== 原始数据 ==
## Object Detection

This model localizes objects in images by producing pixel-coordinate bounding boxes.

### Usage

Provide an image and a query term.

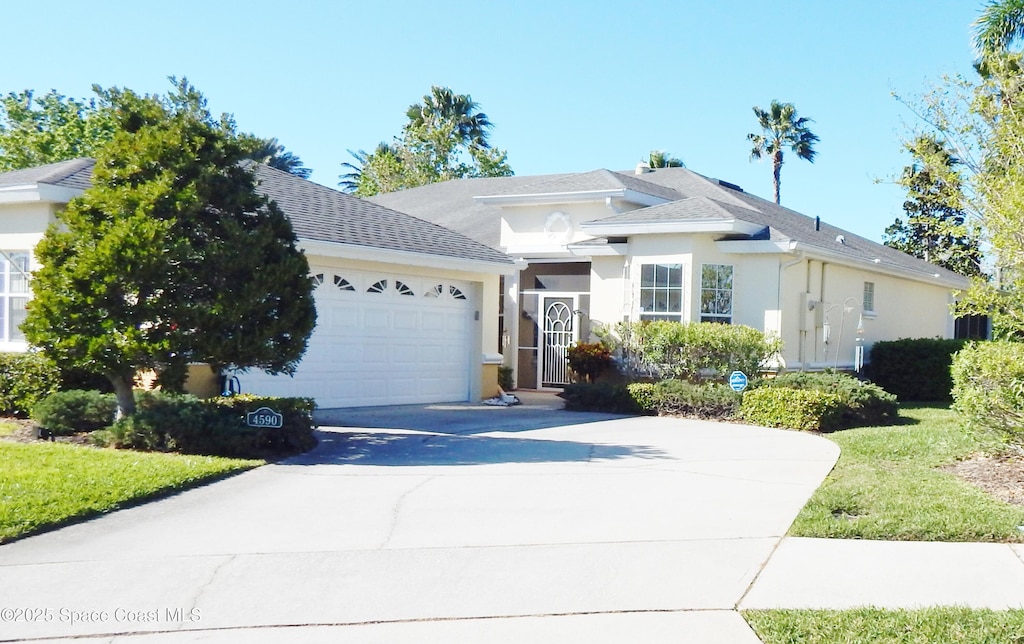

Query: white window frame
[640,262,684,321]
[0,249,32,343]
[700,264,736,325]
[861,282,877,315]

== 任务目标 ==
请把上面的全部数据逐行表示为一个 JSON 字符串列表，每行对应一个字符串，空行略去，图片不要放进结果。

== 练习作答 ==
[
  "## Object Detection",
  "This model localizes objects in images by producing pixel-coordinate bounding boxes.",
  "### Usage",
  "Provide an image and a query term.",
  "Query: white window frame",
  "[640,262,684,321]",
  "[0,249,32,343]",
  "[700,264,736,325]",
  "[861,282,877,315]"
]